# How many middle names do you have?



## mpcsb (Jan 1, 2005)

Recently, some friends commented that they thought it odd I had so many middle names (3). 

MPCSB actually stands for my name: M. Perry Charles Stuart B. My dad had three also: G. Anthony George Edward B. (OK so no comments about haw many names of English monarchs are involved, remember I didn't pick them.)

I this really uncommon? How many middle names do most people have?

Cheers


----------



## bosthist (Apr 4, 2004)

> quote:_Originally posted by mpcsb_
> 
> Recently, some friends commented that they thought it odd I had so many middle names (3).
> 
> ...


Almost everyone I know has one middle name and a few friends have no middle name. My wife has two, but she changed her last name in her early 20s and simply moved her former last name into the middle. Three would surely make a monogram an interesting endeavor.

Regards,

Charles


----------



## ChubbyTiger (Mar 10, 2005)

I think that most Americans only have one. I've always associated, rightly or wrongly, multiple middle names with the high end English and upper-crust New Englanders. English nobility and the Mayflower crowd, interesting example of convergent evolution, isn't it?

CT



Back off, man I'm a scientist. -- Dr. Peter Venkman


----------



## Coolidge24 (Mar 21, 2005)

> quote:_Originally posted by ChubbyTiger_
> 
> I think that most Americans only have one. I've always associated, rightly or wrongly, multiple middle names with the high end English and upper-crust New Englanders. English nobility and the Mayflower crowd, interesting example of convergent evolution, isn't it?
> 
> ...


I have but one. The debate in my family was over whether it should be a geneological last name or a first name, or whether, alternatively, my first name should be the geneological last name with a regular middle name just in case I didnt like the first name or it ended up un-nicknamable!

Coolidge


----------



## KenR (Jun 22, 2005)

Does a confirmation name count as 2?

★ ★ ★

Exercise instructions
1. In the middle-names thread, write out everything from "Almost everyone I" down to "an interesting endeavor.", replacing "wife" with "sister".
2. According to the middle-names thread, how many middle names did mpcsb's dad have?
3. Continue the forum thread about middle names from its last post.

★ ★ ★

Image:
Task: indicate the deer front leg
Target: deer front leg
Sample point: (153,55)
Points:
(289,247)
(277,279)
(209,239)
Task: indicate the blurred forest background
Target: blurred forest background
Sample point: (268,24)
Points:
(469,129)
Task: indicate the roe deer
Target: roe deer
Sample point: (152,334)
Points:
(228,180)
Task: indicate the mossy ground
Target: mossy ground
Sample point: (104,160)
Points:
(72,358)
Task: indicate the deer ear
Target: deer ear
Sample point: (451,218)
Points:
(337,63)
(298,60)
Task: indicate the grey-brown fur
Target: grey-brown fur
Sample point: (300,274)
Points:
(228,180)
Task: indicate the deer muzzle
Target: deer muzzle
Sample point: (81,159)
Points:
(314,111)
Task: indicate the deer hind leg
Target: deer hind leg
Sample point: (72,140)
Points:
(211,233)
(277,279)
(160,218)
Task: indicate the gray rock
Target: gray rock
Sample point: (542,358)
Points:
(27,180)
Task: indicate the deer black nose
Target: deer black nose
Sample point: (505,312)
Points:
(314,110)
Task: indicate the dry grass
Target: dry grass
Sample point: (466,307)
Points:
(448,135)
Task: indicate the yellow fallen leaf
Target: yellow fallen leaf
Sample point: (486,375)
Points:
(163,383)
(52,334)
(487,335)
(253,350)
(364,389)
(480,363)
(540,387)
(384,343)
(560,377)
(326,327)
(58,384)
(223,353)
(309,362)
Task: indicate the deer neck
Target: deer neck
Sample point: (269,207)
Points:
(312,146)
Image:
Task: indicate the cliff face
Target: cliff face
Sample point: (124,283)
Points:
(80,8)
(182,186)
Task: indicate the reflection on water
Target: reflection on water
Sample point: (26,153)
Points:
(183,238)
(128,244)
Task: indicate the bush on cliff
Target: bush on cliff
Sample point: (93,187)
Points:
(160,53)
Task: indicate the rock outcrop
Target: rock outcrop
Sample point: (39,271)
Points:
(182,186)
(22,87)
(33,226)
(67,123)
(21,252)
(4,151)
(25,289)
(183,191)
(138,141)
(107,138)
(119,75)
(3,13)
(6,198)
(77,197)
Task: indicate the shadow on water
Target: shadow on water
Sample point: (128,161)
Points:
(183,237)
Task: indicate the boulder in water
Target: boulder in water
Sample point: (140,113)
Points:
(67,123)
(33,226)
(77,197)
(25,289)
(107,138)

★ ★ ★

Set of answers
1.
Almost everyone I know has one middle name and a few friends have no middle name. My sister has two, but she changed her last name in her early 20s and simply moved her former last name into the middle. Three would surely make a monogram an interesting endeavor.

2. Three.

3.
----------



## ChubbyTiger (Mar 10, 2005)

> quote:_Originally posted by KenR_
> 
> Does a confirmation name count as 2?


I wasn't counting it that way. If it does, then I suppose I fall into my aforementioned "upper-crust/nobility" crowd. Actually, I think that proves that it doesn't count. 

CT


----------



## Joe Frances (Sep 1, 2004)

Two: Joseph Anthony Michael


----------



## Literide (Nov 11, 2004)

> quote:_Originally posted by mpcsb_
> 
> Recently, some friends commented that they thought it odd I had so many middle names (3).
> 
> ...


Clearly Dad is a Hanoverian and you a Jacobite. Sorry couldnt resist.


----------



## Literide (Nov 11, 2004)

> quote:_Originally posted by ChubbyTiger_
> 
> 
> 
> ...


2 different things. Confirmation is something you pick up later in life, double barreled middle names are on your birth certificate.

Just an observation: Catholics get their first names and confirmation names from saints, while protestants get their names from their ancestors.

My Mother was given no middle name because she was given a mouthful of a family surname as a first name. With the diminishing birthrate in the next generation of my family and so many living prior generations around, my neice got 2 middle names in order to please 2 living female progenitors with strong personalities.


----------



## Acct2000 (Sep 24, 2005)

one


----------



## Gurdon (Feb 7, 2005)

My youngest son has two middle names. Roy, geneologial, represents three or four ancestors of that name, and the other Aaron, is biblical and related thematically to another son's first name (Jacob). 

His full name, Malcolm Aaron Roy Miller didn't sound too upper crusty to us or we'd have named him something else. On his first day in public high school the math teacher when calling role remarked on Malcolm having that name and being white. 

In one branch of my family (the German speaking Anabaptists) biblical names, Jacob being one of them, were used. 

Regards,
Gurdon


----------



## globetrotter (Dec 30, 2004)

I have two, but I use the first as my first name, and have shifted my first name to being an initial. 

my wife has one, but being latin american, she has a whole load of suffix names


----------



## Patrick06790 (Apr 10, 2005)

One. Initial is "L" and I refuse to say what it stands for, it's so goofy.

For a long time I have dropped it completely; now I am considering adding it to my byline, at least.


----------



## Literide (Nov 11, 2004)

> quote:_Originally posted by Gurdon_
> 
> My youngest son has two middle names. Roy, geneologial, represents three or four ancestors of that name, and the other Aaron, is biblical and related thematically to another son's first name (Jacob).
> 
> ...


It's interesting that that teacher did not recognize Malcolm for it's Pictish roots, and made such a tastless and inapropriate comment.


----------



## marc_au (Apr 22, 2004)

1 middle name. l wished l had alot more. People with lots of middle names appear to look special.

*GR8MAN (The shooman) B8MAN.

*


----------



## crazyquik (Jun 8, 2005)

1

Have friends from Thailand with none. If I had a spare one I'd give it to them


----------



## Vladimir Berkov (Apr 19, 2005)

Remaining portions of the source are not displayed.